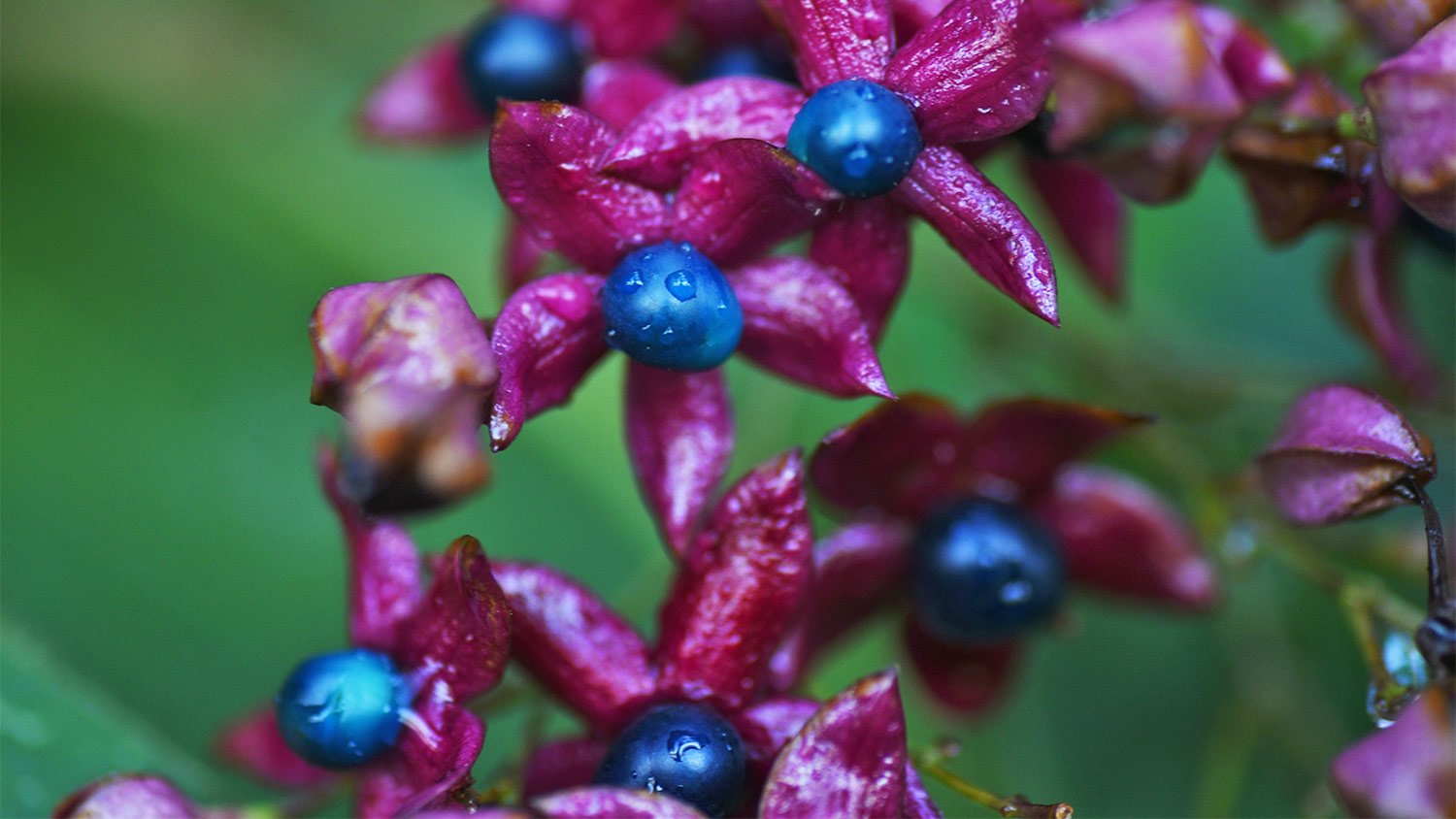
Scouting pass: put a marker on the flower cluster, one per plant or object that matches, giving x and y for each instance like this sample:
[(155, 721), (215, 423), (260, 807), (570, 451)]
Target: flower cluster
[(722, 178)]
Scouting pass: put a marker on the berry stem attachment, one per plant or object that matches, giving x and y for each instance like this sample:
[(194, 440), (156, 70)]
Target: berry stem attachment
[(929, 761), (1436, 636)]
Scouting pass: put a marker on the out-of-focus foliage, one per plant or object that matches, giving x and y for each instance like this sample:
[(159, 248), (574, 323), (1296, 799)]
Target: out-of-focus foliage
[(181, 185)]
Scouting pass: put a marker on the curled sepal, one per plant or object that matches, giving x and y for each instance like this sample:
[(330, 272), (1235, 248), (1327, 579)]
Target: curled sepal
[(983, 226), (617, 90), (255, 746), (544, 159), (612, 803), (1411, 101), (1340, 454), (769, 725), (739, 589), (678, 438), (856, 571), (439, 746), (1016, 446), (383, 565), (977, 72), (127, 796), (800, 323), (1398, 23), (847, 761), (967, 679), (1404, 770), (657, 146), (836, 40), (1121, 539), (576, 646), (1091, 215), (897, 458), (549, 335), (743, 197), (462, 632), (867, 246), (410, 366), (424, 101), (1368, 290)]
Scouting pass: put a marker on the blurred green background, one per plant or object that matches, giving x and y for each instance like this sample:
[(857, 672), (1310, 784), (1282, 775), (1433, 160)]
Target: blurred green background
[(181, 185)]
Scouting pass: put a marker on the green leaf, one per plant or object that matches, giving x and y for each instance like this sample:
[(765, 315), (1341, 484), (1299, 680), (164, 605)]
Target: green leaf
[(58, 732)]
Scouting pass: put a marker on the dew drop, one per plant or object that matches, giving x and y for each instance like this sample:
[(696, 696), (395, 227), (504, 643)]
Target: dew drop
[(681, 285)]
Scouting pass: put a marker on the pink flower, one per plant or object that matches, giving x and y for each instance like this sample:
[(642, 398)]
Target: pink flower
[(976, 72), (902, 463), (734, 595), (737, 200), (450, 641)]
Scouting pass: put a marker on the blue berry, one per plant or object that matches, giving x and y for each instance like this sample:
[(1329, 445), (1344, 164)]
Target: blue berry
[(683, 751), (670, 308), (981, 571), (858, 136), (521, 57), (343, 708)]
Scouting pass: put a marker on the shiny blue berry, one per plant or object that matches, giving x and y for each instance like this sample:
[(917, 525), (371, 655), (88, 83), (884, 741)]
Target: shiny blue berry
[(683, 751), (670, 308), (983, 571), (343, 708), (858, 136), (521, 57)]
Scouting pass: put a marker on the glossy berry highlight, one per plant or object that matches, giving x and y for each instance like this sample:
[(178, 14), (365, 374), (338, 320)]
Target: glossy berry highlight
[(520, 57), (669, 306), (344, 708), (983, 572), (681, 751), (858, 136)]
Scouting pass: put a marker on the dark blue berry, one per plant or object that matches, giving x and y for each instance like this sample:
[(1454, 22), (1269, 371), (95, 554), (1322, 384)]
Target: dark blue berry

* * * *

_OBJECTIVE_. Update the records above by writing them out again with every "Scouting pass" changed to "Field survey" and all else left as it is. Omit the pictures.

_TASK SOLUTION_.
Field survey: put a marker on the flower cluster, one per plant or object that matches, giving x and y for each instance like this sample:
[(155, 721), (215, 423), (260, 807), (570, 451)]
Target: flower cluster
[(722, 178)]
Field survey: put a marker on the berry stem attachment, one per plant or object that matches, giving x and y for each instance like this sample:
[(194, 440), (156, 70)]
Target: berry stem attachment
[(929, 761), (1436, 636)]
Field survey: put a marker on the out-of-focus foliage, one per plant or object that matches, giving x and y for each instance like this sample:
[(159, 248), (574, 323), (1296, 799)]
Target: out-of-focus foliage
[(181, 185)]
Field survey: put a marker on the curled sepal, one per plant or object that matches, giving x and y for each instance like this sample:
[(330, 272), (1235, 248), (1327, 579)]
Target: curled sepal
[(983, 226), (617, 90), (255, 746), (544, 159), (612, 803), (1411, 101), (1340, 454), (769, 725), (739, 589), (678, 438), (856, 571), (439, 746), (1016, 446), (383, 565), (977, 72), (127, 796), (800, 323), (1398, 23), (847, 761), (967, 679), (1404, 770), (657, 146), (836, 40), (1121, 539), (576, 646), (1091, 215), (897, 458), (549, 335), (743, 197), (462, 632), (867, 246), (410, 366), (424, 101), (1368, 290)]
Field survey: put a marker on the blurred green background, one per plant or object that matches, giving x and y for each instance like this sample:
[(857, 672), (1310, 784), (1282, 775), (1433, 160)]
Target: blurred green background
[(181, 185)]
Field survey: put a marker on the green leaf, one per plant or object that matches, giving x and y for each instance like this sample:
[(765, 315), (1341, 484), (1299, 680), (164, 605)]
Target: green leaf
[(58, 732)]
Field survey: put a marker on the dew drop, one per plant or object that matches, giving x and y for each instance like this sample:
[(696, 696), (395, 227), (504, 643)]
Target: dew drop
[(681, 285)]
Field survey: put a marker on the pink flower, one per plant or object that matches, giving x and y for each instance like this sample:
[(642, 398)]
Target: pink flower
[(976, 72), (902, 463), (734, 595), (737, 200), (450, 641)]
Field survey: put a marker on the blue berry, one per plant or object that matches, giving x and y for each instance like this sample:
[(1329, 445), (1344, 164)]
Target: blue berry
[(683, 751), (670, 308), (981, 571), (858, 136), (521, 57), (343, 708)]
Field survey: put a marker on the shiny blue berry, one per plant or object that matches, giving x and y for each instance like this sample:
[(917, 525), (371, 655), (88, 83), (884, 741)]
Target: shiny blue berry
[(683, 751), (670, 308), (983, 571), (343, 708), (858, 136), (521, 57)]
Field survey: put a marker on the glossy berry highlight, one per plant or object that matches, giving x and y for each instance like this sample:
[(178, 14), (365, 374), (338, 320)]
Target: glossy berry highlight
[(520, 57), (669, 306), (344, 708), (983, 572), (681, 751), (858, 136)]
Field survey: put a marker on the dark blue berry, one per plant or object that matches, giving x and y for each instance like this sample:
[(1454, 22), (1269, 371), (95, 554), (1322, 384)]
Target: dark blue berry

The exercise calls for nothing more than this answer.